### Task details
Output the entries below so that they read exactly as they do now.

** Opening Supplied entries block **

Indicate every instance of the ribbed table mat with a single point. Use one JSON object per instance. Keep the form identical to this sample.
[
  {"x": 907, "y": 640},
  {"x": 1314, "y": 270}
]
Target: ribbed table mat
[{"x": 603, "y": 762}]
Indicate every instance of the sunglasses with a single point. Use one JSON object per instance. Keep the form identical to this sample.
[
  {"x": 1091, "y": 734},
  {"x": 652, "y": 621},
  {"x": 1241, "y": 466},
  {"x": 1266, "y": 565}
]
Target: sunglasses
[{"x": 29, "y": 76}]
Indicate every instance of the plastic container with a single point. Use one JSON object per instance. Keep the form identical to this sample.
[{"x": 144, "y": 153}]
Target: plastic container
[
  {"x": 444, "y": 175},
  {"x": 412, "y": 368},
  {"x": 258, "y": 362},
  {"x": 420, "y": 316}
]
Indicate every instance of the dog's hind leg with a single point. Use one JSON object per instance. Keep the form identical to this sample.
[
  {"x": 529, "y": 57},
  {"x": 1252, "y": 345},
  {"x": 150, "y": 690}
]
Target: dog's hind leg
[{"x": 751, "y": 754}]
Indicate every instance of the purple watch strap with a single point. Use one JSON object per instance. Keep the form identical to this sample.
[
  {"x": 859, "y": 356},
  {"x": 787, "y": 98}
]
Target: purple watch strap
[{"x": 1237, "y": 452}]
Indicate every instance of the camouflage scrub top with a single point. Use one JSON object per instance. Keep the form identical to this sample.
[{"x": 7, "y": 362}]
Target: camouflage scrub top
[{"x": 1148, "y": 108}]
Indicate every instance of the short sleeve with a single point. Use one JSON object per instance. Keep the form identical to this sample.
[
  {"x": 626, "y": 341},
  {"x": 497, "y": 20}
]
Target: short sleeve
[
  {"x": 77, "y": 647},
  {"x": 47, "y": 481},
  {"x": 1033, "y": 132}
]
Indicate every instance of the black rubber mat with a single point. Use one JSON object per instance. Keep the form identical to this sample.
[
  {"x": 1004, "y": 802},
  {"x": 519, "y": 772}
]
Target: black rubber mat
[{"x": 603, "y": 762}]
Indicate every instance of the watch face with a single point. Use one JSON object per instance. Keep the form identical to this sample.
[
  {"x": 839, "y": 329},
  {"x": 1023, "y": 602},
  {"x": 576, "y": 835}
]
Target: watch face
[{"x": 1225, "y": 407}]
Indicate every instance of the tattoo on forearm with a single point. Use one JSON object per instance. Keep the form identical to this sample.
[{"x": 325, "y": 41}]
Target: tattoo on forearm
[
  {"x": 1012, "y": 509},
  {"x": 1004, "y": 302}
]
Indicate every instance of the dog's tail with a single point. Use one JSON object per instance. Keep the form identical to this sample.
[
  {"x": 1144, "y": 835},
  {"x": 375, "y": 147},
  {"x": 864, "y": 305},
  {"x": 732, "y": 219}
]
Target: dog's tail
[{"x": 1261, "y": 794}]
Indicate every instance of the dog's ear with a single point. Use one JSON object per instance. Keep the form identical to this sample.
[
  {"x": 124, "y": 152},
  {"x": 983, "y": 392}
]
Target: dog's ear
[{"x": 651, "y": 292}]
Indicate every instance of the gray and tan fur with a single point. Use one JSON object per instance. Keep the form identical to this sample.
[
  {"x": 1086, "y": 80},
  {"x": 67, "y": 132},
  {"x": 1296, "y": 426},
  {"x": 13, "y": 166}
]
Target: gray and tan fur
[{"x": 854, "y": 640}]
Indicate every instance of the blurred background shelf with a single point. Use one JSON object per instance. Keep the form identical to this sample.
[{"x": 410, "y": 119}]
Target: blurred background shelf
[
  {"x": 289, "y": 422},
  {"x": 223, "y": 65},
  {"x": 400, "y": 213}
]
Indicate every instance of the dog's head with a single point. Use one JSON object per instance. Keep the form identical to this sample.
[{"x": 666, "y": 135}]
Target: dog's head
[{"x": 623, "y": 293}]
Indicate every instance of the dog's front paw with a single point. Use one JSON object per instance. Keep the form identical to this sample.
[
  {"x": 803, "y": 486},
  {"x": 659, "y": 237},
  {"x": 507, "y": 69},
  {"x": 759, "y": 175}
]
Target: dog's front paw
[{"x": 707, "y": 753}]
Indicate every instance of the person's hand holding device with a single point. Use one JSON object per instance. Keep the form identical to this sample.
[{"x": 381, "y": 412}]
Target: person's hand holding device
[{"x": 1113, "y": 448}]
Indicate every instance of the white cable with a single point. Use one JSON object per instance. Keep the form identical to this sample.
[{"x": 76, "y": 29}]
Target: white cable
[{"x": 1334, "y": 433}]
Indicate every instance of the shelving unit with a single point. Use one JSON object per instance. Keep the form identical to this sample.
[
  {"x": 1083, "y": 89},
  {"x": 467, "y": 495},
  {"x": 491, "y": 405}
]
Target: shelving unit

** Closing Supplied entries block **

### Solution to this problem
Indicate every instance of the ribbed table mat with a single point. Use one JSON object per instance. Keep the form identical to this sample.
[
  {"x": 907, "y": 640},
  {"x": 1314, "y": 270}
]
Target: ribbed table mat
[{"x": 603, "y": 762}]
Indicate every instance of the sunglasses with a single point. Use one JSON object per instance. Keep the form identical to this sample.
[
  {"x": 1091, "y": 734},
  {"x": 652, "y": 621},
  {"x": 1241, "y": 466},
  {"x": 1266, "y": 565}
]
Target: sunglasses
[{"x": 29, "y": 76}]
Indicate every instance of the plastic container with a single point. Use one JSON object per instance. Keep the form identical to this sample.
[{"x": 144, "y": 153}]
Target: plastic container
[
  {"x": 444, "y": 175},
  {"x": 412, "y": 368},
  {"x": 258, "y": 362},
  {"x": 420, "y": 316}
]
Indicate every instance of the dog's hind leg with a single point. Use one JSON object per instance. Keep the form identical to this sample.
[
  {"x": 529, "y": 57},
  {"x": 1252, "y": 345},
  {"x": 150, "y": 690}
]
Target: dog's hind leg
[{"x": 751, "y": 754}]
Indicate every instance of the purple watch strap with a single point. Use one JSON object per instance. Keep the form identical to this sample.
[
  {"x": 859, "y": 356},
  {"x": 787, "y": 98}
]
Target: purple watch strap
[{"x": 1237, "y": 452}]
Indicate every instance of the camouflage scrub top with a single point. Use one JSON object per instance. Keep the form identical to this sample.
[{"x": 7, "y": 362}]
Target: camouflage scrub top
[{"x": 1148, "y": 108}]
Indicate every instance of the short sleeve with a single point. Use one JSON object per instance. Keep the form identical to this sample.
[
  {"x": 626, "y": 341},
  {"x": 497, "y": 20}
]
Target: short sleeve
[
  {"x": 77, "y": 647},
  {"x": 47, "y": 481},
  {"x": 1033, "y": 132}
]
Indicate every instance of the black rubber mat with a single point. Use one JSON object per instance. Keep the form identical to this sample.
[
  {"x": 1004, "y": 802},
  {"x": 519, "y": 772}
]
Target: black rubber mat
[{"x": 603, "y": 762}]
Indicate every instance of the watch face with a single point. Use one JSON object per instance. Keep the form identical to this sample.
[
  {"x": 839, "y": 329},
  {"x": 1023, "y": 602},
  {"x": 576, "y": 835}
]
Target: watch face
[{"x": 1225, "y": 407}]
Indicate every instance of the tattoo on forearm with a single point. Use one JSON object per instance. Keep the form identical to this sample.
[{"x": 325, "y": 41}]
Target: tattoo on forearm
[
  {"x": 1012, "y": 509},
  {"x": 1004, "y": 302}
]
Indicate every instance of the dog's tail with a single point. Use one JSON object per instance. Keep the form identical to this sample.
[
  {"x": 1144, "y": 835},
  {"x": 375, "y": 147},
  {"x": 864, "y": 305},
  {"x": 732, "y": 219}
]
Target: dog's tail
[{"x": 1261, "y": 794}]
Indicate every instance of the dog's ear with a single point. Use one JSON object per instance. Keep the form identical to this sample.
[
  {"x": 124, "y": 152},
  {"x": 983, "y": 392}
]
Target: dog's ear
[{"x": 651, "y": 292}]
Indicate every instance of the gray and tan fur with a single point. Use one JSON object per instance. Keep the form identical to this sample.
[
  {"x": 1086, "y": 80},
  {"x": 67, "y": 132},
  {"x": 1296, "y": 426},
  {"x": 13, "y": 166}
]
Target: gray and tan fur
[{"x": 854, "y": 640}]
Indicate every instance of the blurred background shelf with a single point. Use one JSON object per instance. Keep the form identical to this sample.
[{"x": 410, "y": 119}]
Target: blurred background shelf
[
  {"x": 289, "y": 422},
  {"x": 223, "y": 65},
  {"x": 400, "y": 213}
]
Indicate every instance of the dog's head with a single point. Use one JSON object per instance. Keep the form identical to this sample.
[{"x": 666, "y": 135}]
Target: dog's head
[{"x": 623, "y": 293}]
Indicate every instance of the dog's front paw with a single point. Use one JSON object per instance. Keep the form identical to this sample.
[
  {"x": 803, "y": 486},
  {"x": 659, "y": 237},
  {"x": 507, "y": 69},
  {"x": 759, "y": 175}
]
Target: dog's front paw
[{"x": 707, "y": 753}]
Indicate every instance of the person's hand holding device with a single point. Use one JSON object per instance. Keep the form identical to this sample.
[{"x": 381, "y": 412}]
Target: person's hand holding device
[{"x": 1113, "y": 448}]
Indicate every instance of the white cable with a single point. Use one JSON object per instance. Keep the form identical to this sample.
[{"x": 76, "y": 29}]
Target: white cable
[{"x": 1334, "y": 433}]
Indicate every instance of the shelving unit with a single point. Use one JSON object per instance. Keep the form identical to this sample.
[
  {"x": 1083, "y": 89},
  {"x": 467, "y": 495},
  {"x": 491, "y": 405}
]
Target: shelving unit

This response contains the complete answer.